*TASK REQUIREMENTS:*
Find and return every line of the data that contains the word "surrounding".
(MATERIAL FOR THIS EXERCISE)
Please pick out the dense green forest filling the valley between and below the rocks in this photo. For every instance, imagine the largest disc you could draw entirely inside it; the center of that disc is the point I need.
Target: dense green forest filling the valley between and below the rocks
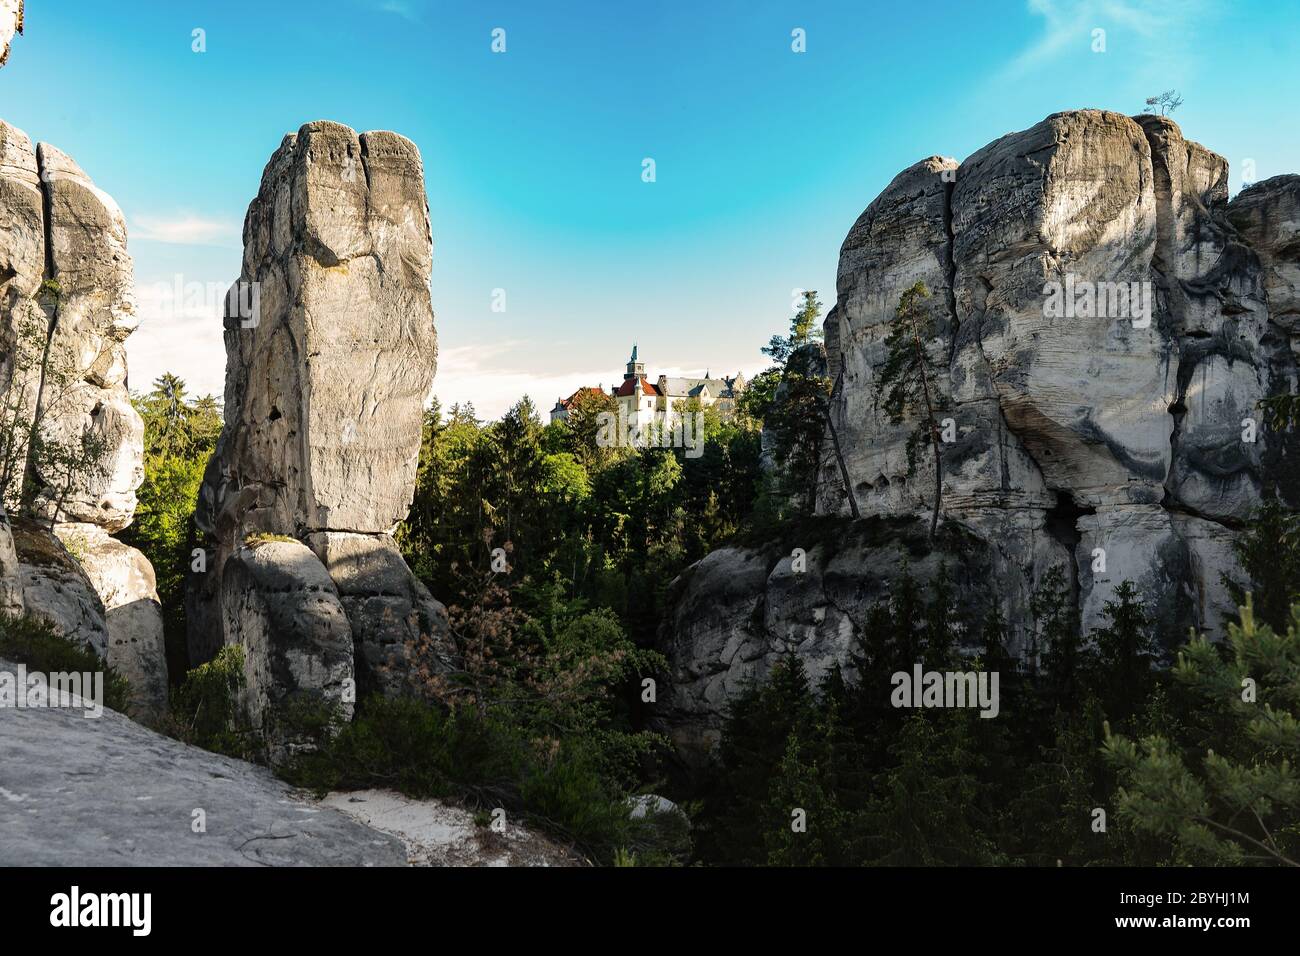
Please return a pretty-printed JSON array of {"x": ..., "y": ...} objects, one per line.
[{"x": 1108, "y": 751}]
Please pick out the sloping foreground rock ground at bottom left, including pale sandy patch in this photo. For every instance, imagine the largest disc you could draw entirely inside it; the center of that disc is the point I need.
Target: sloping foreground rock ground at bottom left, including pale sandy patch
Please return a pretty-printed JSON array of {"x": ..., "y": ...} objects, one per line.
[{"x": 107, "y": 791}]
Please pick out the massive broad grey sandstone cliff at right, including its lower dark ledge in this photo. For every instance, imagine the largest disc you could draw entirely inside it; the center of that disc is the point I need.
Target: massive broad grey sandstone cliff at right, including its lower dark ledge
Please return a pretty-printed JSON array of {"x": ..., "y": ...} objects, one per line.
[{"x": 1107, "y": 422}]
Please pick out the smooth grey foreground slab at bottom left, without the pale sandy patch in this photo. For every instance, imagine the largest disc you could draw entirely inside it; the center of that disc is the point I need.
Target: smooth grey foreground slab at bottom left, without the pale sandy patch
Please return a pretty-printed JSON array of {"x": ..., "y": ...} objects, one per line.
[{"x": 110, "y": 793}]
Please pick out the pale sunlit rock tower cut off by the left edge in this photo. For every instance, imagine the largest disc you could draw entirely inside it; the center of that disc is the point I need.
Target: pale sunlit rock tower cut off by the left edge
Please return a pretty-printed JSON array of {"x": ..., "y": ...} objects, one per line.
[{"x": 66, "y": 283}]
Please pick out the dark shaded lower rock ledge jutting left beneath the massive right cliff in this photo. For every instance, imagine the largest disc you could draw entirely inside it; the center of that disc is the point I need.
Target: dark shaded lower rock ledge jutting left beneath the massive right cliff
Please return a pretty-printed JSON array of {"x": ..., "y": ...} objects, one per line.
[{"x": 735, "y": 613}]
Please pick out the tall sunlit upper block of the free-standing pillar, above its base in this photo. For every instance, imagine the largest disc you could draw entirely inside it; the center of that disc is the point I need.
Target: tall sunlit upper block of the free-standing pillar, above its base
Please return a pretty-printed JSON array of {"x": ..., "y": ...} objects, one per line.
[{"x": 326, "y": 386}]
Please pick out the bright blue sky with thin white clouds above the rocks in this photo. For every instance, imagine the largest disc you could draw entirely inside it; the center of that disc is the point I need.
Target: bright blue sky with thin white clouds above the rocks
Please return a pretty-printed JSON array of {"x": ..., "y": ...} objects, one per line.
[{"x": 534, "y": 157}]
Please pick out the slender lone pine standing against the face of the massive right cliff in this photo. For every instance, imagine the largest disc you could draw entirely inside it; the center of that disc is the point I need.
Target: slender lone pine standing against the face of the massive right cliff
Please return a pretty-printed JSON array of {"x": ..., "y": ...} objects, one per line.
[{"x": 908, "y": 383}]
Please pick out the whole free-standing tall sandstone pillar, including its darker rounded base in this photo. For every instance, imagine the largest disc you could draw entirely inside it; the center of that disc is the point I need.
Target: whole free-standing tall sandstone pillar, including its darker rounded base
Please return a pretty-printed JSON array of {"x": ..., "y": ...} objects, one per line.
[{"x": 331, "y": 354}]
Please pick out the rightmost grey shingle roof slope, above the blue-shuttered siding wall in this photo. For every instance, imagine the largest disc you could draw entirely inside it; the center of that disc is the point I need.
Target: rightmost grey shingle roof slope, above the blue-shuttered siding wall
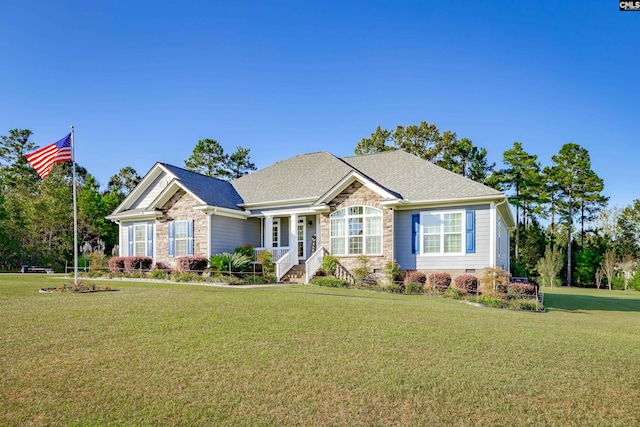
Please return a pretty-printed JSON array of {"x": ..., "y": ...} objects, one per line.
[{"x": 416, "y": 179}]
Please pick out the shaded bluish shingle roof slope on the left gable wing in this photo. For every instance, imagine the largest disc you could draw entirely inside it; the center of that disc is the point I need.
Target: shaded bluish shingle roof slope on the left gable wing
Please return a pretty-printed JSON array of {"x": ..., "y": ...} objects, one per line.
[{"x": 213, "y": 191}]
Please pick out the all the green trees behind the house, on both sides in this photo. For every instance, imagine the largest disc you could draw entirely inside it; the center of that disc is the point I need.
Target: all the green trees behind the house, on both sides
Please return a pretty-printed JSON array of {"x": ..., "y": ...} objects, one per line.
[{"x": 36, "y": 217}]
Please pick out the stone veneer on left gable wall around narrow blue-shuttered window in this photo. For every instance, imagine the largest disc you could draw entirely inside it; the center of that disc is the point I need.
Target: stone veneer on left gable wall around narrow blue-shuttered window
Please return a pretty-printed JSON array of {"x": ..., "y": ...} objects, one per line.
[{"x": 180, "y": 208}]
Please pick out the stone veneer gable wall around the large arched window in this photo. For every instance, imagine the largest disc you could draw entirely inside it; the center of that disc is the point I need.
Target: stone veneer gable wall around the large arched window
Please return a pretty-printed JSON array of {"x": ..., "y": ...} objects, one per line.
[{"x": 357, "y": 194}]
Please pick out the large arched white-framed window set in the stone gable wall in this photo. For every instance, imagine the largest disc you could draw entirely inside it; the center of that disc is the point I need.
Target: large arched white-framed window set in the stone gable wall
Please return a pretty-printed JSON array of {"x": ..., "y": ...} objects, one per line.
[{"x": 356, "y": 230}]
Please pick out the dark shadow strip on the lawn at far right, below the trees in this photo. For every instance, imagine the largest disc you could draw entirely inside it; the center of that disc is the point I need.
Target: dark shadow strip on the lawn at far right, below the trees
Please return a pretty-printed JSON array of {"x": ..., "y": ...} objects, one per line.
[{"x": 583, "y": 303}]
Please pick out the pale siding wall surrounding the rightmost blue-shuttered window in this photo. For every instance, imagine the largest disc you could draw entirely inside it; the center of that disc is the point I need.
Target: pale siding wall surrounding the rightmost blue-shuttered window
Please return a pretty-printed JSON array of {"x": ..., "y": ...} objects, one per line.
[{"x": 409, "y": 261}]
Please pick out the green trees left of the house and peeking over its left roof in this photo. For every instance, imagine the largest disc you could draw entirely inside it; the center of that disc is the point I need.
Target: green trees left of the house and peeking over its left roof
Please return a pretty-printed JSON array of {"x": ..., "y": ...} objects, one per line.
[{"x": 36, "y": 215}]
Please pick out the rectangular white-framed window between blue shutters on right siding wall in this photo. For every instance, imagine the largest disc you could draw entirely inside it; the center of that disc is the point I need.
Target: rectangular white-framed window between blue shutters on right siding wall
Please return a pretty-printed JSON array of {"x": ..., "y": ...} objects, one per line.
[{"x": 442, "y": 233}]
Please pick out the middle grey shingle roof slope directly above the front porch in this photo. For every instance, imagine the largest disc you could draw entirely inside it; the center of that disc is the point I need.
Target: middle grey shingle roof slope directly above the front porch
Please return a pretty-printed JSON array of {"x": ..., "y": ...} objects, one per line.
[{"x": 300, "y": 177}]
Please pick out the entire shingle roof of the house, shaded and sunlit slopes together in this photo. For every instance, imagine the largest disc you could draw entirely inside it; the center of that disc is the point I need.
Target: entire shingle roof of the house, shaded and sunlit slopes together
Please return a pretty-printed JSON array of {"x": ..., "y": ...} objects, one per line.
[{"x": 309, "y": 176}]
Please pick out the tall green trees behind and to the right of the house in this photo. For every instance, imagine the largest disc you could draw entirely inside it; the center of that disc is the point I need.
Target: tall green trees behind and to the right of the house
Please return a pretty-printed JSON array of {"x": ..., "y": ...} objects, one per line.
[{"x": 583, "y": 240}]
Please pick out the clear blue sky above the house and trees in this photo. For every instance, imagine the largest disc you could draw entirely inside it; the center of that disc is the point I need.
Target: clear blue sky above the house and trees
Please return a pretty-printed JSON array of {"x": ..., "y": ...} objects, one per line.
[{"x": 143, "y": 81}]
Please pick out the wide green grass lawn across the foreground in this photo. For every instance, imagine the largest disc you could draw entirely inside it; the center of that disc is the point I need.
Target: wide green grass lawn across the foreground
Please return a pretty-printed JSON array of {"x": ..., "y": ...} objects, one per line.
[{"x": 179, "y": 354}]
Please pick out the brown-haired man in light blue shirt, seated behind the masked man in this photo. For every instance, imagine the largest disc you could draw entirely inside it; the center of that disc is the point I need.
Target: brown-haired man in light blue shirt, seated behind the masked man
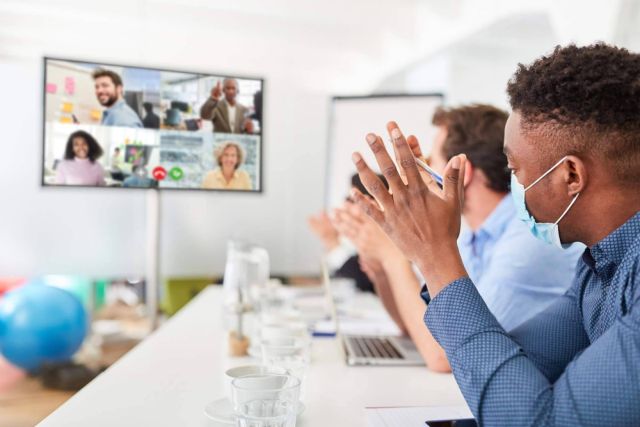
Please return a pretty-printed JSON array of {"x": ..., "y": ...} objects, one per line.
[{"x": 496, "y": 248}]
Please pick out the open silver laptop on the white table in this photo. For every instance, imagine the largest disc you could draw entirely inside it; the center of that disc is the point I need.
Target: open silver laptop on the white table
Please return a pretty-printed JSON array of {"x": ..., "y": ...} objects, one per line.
(End MATERIAL FOR THIS EXERCISE)
*THE COMPLETED TASK:*
Please pick out the pale siding wall surrounding the rightmost blue-shuttered window in this photo. For every instance, imagine the largest disc you could draw entirely inside it; the center of that disc is the point I need.
Target: pale siding wall surrounding the rightmost blue-shuttered window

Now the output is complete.